┌────────
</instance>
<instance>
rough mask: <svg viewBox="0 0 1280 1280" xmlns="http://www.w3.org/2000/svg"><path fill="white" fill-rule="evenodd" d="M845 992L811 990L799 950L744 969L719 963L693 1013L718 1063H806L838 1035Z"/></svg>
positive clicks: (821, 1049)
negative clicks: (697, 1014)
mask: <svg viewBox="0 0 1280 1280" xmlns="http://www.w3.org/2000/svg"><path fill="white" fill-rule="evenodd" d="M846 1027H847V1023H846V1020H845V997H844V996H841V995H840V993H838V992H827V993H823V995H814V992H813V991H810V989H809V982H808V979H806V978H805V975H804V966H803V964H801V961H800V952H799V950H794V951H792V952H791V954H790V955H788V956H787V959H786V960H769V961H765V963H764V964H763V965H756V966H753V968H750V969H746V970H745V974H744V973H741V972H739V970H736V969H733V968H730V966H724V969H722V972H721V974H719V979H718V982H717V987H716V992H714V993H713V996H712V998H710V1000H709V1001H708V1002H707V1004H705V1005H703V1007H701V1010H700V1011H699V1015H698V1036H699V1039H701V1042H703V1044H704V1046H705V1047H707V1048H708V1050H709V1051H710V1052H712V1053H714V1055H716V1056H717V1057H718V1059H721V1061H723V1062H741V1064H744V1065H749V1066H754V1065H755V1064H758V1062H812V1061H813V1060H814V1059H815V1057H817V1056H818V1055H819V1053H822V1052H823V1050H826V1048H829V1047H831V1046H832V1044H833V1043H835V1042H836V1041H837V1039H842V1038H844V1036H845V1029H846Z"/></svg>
└────────
● Description of the task
What's wanted here is every record, retyped exactly as shown above.

● Exercise result
</instance>
<instance>
rough mask: <svg viewBox="0 0 1280 1280" xmlns="http://www.w3.org/2000/svg"><path fill="white" fill-rule="evenodd" d="M845 992L811 990L799 950L744 969L719 963L693 1013L718 1063H806L838 1035Z"/></svg>
positive clicks: (821, 1049)
negative clicks: (697, 1014)
mask: <svg viewBox="0 0 1280 1280" xmlns="http://www.w3.org/2000/svg"><path fill="white" fill-rule="evenodd" d="M846 1027H847V1023H846V1020H845V997H844V996H841V995H840V993H838V992H827V993H823V995H814V992H813V991H810V989H809V982H808V979H806V978H805V975H804V966H803V964H801V961H800V952H799V950H794V951H792V952H791V954H790V955H788V956H787V959H786V960H769V961H765V963H764V964H763V965H756V966H753V968H750V969H746V970H745V974H744V973H741V972H739V970H736V969H733V968H730V966H724V969H722V972H721V974H719V979H718V982H717V987H716V992H714V993H713V996H712V998H710V1000H709V1001H708V1002H707V1004H705V1005H703V1007H701V1010H700V1011H699V1015H698V1036H699V1039H701V1042H703V1044H704V1046H705V1047H707V1048H708V1050H709V1051H710V1052H712V1053H714V1055H716V1056H717V1057H718V1059H721V1061H723V1062H741V1064H744V1065H749V1066H754V1065H755V1064H758V1062H812V1061H813V1060H814V1059H815V1057H817V1056H818V1055H819V1053H822V1052H823V1050H826V1048H829V1047H831V1046H832V1044H833V1043H835V1042H836V1041H837V1039H842V1038H844V1036H845V1029H846Z"/></svg>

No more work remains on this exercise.